→ SHORT EXERCISE 1
Translate this sentence from the Tony Cliff text below into Spanish: "His father was an engineer and contractor."

Tony Cliff (born Yigael Glückstein, ; 20 May 1917 – 9 April 2000) was a Trotskyist activist. Born to a Jewish family in Palestine, he moved to Britain in 1947 and by the end of the 1950s had assumed the pen name of Tony Cliff. A founding member of the Socialist Review Group, which became the International Socialists and then the Socialist Workers Party, in 1977 Cliff was effectively the leader of all three.

Biography

Tony Cliff was born Yigael Glückstein in Zikhron Ya'akov in the Ottoman Empire's Mutasarrifate of Jerusalem (in what is now Israel), in 1917, the same year Britain seized control of the territory from the Ottoman Empire during World War I. He was one of four children born to Akiva and Esther Glückstein, Jewish immigrants from Poland, who had come to Palestine as part of the Second Aliyah. His father was an engineer and contractor. He had two brothers and a sister; his brother Chaim later became a notable journalist, theatre critic, and translator. Through his sister Alexandra, he was the uncle of Israeli graphic designer David Tartakover. Cliff grew up in British-ruled Mandatory Palestine; notable Zionist and future Israeli Prime Minister Moshe Sharett was a family friend and frequent visitor to his family home. He had two prominent uncles: the noted doctor Hillel Yaffe and agronomist and Zionist activist . His piano teacher was a sister of Chaim Weizmann, the first President of Israel, and his father's business partner was one of Weizmann's brothers.

He attended school in Jerusalem, then studied at the Technion in Haifa, before dropping out and studying economics at the Hebrew University of Jerusalem. In his youth, he came to identify with Communism, though he never joined the Communist Party of Palestine, as he had not met any of its members before becoming a socialist activist. However, he did join the socialist-Zionist youth movement Hashomer Hatzair, and soon became not only a Trotskyist in 1933, but also a confirmed opponent of Zionism. Along with other Hashomer Hatzair members, he joined the illegal Palestine Revolutionary Communist League, necessitating the use of several pseudonyms in three languages.

→ SUPPLIED INFORMATION
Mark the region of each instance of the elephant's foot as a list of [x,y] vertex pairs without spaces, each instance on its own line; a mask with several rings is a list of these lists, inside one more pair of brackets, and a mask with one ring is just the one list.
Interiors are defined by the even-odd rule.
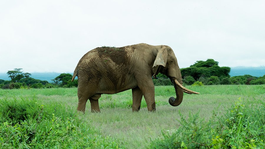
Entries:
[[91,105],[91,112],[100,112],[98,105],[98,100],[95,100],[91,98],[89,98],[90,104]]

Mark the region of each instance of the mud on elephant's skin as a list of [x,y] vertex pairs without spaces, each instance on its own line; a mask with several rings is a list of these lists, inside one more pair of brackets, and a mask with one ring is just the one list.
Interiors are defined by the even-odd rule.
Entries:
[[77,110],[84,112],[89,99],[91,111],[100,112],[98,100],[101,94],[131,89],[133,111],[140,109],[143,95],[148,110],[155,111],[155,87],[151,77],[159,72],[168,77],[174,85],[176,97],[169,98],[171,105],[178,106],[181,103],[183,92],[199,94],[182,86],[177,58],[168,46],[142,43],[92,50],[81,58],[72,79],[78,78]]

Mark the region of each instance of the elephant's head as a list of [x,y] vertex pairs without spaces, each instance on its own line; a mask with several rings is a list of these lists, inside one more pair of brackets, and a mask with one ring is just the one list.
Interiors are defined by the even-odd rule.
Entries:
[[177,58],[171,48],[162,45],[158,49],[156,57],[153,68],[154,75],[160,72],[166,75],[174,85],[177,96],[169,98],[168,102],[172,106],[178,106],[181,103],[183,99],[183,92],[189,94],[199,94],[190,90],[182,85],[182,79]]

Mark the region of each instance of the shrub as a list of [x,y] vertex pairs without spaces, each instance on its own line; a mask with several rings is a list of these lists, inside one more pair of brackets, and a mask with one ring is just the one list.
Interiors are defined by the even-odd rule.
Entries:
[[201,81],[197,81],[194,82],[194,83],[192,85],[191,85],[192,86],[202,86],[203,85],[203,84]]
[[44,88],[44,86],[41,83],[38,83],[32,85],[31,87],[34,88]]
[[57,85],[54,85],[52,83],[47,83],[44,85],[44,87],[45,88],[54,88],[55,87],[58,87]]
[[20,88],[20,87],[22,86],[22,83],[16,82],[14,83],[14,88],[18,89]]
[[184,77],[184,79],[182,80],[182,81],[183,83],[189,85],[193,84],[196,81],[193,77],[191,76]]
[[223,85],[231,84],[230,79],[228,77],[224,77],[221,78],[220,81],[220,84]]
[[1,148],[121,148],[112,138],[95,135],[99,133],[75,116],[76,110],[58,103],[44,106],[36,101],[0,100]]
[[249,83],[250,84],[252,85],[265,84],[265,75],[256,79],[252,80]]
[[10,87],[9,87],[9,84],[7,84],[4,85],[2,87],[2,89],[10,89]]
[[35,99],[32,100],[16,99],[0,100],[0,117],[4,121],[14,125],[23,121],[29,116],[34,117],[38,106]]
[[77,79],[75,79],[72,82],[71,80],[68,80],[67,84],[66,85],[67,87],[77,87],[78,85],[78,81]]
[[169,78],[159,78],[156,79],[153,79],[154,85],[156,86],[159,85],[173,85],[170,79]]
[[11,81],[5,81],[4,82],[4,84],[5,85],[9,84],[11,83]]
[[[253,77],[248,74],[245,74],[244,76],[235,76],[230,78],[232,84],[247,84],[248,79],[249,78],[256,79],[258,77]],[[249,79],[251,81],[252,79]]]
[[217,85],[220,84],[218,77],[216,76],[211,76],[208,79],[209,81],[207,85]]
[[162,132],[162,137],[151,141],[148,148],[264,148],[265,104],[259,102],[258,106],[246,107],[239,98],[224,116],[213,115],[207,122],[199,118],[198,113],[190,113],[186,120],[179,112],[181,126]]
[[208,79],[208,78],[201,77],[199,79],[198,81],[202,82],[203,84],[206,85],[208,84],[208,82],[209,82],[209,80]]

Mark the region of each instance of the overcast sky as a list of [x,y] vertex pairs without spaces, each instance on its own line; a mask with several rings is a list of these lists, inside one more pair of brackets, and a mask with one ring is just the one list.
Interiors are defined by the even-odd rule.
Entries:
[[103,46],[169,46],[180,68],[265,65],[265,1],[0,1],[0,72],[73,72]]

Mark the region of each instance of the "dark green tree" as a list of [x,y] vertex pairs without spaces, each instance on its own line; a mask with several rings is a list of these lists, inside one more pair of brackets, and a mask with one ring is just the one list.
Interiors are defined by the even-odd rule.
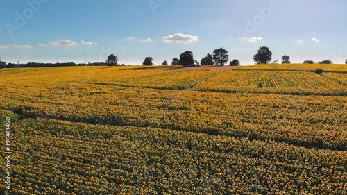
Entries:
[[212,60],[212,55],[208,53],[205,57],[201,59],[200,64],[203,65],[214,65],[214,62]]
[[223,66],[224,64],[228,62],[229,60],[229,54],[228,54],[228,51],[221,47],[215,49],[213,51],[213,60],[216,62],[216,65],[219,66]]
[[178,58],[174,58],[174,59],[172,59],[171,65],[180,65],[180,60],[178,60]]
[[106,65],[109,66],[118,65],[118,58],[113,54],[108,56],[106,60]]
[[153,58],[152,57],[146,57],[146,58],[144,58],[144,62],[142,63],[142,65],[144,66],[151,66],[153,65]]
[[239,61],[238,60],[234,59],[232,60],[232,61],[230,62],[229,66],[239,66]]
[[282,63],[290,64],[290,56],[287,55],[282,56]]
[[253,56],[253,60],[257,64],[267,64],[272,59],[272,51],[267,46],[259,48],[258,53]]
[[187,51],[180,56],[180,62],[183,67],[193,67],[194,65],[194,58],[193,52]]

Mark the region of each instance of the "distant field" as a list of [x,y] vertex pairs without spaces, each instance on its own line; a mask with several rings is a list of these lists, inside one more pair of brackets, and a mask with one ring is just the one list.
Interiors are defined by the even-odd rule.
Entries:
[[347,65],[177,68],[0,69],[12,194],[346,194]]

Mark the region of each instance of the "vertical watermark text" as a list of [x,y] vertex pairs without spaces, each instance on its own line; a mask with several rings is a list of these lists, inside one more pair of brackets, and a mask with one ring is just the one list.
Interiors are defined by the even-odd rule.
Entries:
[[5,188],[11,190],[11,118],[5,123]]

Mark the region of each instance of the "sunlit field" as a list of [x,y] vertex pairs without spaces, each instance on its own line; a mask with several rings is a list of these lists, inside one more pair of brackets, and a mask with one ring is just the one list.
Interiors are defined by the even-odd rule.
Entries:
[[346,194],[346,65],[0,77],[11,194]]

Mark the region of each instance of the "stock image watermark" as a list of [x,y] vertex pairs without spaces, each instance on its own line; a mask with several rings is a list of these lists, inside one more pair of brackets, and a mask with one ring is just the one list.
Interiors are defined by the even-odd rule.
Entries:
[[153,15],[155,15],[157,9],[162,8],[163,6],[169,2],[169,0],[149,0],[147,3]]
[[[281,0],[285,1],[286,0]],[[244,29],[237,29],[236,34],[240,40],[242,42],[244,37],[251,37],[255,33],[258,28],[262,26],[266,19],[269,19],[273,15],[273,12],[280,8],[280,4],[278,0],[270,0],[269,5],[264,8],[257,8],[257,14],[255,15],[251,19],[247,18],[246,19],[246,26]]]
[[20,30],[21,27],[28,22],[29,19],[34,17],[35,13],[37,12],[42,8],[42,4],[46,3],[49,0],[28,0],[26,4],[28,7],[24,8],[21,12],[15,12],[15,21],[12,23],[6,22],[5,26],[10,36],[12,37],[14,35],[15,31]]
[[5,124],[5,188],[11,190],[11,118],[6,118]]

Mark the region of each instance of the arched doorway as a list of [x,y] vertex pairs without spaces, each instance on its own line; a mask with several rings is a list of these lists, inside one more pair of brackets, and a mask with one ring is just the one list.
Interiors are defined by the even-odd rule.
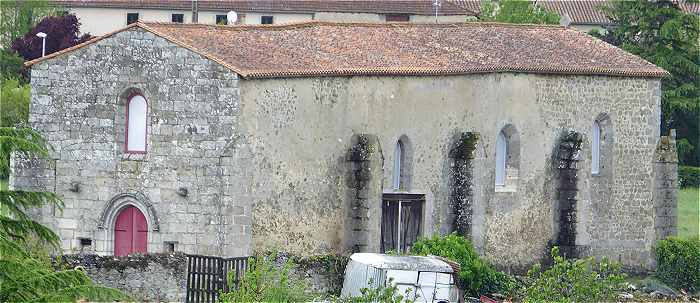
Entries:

==

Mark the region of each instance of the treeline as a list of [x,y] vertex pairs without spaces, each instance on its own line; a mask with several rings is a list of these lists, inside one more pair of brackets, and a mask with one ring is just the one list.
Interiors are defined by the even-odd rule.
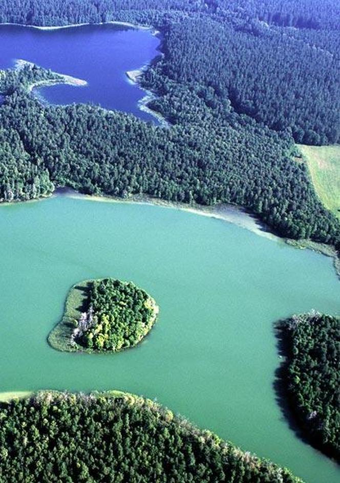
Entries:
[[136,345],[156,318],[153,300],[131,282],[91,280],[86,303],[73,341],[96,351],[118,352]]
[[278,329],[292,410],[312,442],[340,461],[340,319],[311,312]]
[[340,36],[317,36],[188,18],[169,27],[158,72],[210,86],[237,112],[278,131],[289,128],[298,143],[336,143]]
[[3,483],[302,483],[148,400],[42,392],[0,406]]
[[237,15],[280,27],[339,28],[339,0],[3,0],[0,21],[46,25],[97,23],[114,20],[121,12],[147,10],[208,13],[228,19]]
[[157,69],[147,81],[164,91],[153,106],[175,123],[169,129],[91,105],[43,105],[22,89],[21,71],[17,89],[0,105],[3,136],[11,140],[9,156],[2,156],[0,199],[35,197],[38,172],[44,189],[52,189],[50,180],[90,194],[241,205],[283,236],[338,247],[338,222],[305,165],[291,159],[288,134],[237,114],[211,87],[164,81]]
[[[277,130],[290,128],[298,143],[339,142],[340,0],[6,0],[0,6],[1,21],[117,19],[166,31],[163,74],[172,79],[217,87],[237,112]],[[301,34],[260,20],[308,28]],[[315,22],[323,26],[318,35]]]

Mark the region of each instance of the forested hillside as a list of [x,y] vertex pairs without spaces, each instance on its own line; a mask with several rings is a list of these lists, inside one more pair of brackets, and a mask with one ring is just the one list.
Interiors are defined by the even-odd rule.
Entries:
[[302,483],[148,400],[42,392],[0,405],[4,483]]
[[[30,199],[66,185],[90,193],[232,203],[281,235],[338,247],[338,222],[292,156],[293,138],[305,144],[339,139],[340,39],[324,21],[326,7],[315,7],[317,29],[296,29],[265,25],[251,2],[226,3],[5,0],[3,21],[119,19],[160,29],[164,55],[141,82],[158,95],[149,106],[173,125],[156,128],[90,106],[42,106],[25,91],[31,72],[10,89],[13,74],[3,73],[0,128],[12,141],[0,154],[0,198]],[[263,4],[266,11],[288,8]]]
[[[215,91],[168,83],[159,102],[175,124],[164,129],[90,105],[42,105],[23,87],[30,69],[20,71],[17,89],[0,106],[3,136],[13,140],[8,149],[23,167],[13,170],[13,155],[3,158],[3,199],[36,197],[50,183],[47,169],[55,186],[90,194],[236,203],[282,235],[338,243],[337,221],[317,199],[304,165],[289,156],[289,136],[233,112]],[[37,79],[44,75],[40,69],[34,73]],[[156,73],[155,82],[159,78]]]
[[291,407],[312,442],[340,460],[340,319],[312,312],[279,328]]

→ SHORT EXERCISE 2
Collect every line of the entries above that contains the word "watermark".

→ RESULT 1
Su padre era ingeniero y contratista.

→ RESULT 2
Mark the region of each instance of the "vertical watermark text" as a list of [x,y] vertex pairs without spaces, each instance on its own line; a mask with several rings is a list of these lists, inside one more pair of brackets, and a mask with one ring is just the one list.
Mark the region of each instance of the "stock image watermark" as a list of [x,y] vertex pairs without spaces, each instance on its own line; a mask with several rings is a list of these lists, inside one more pair of brackets, and a mask with one ring is just the one list.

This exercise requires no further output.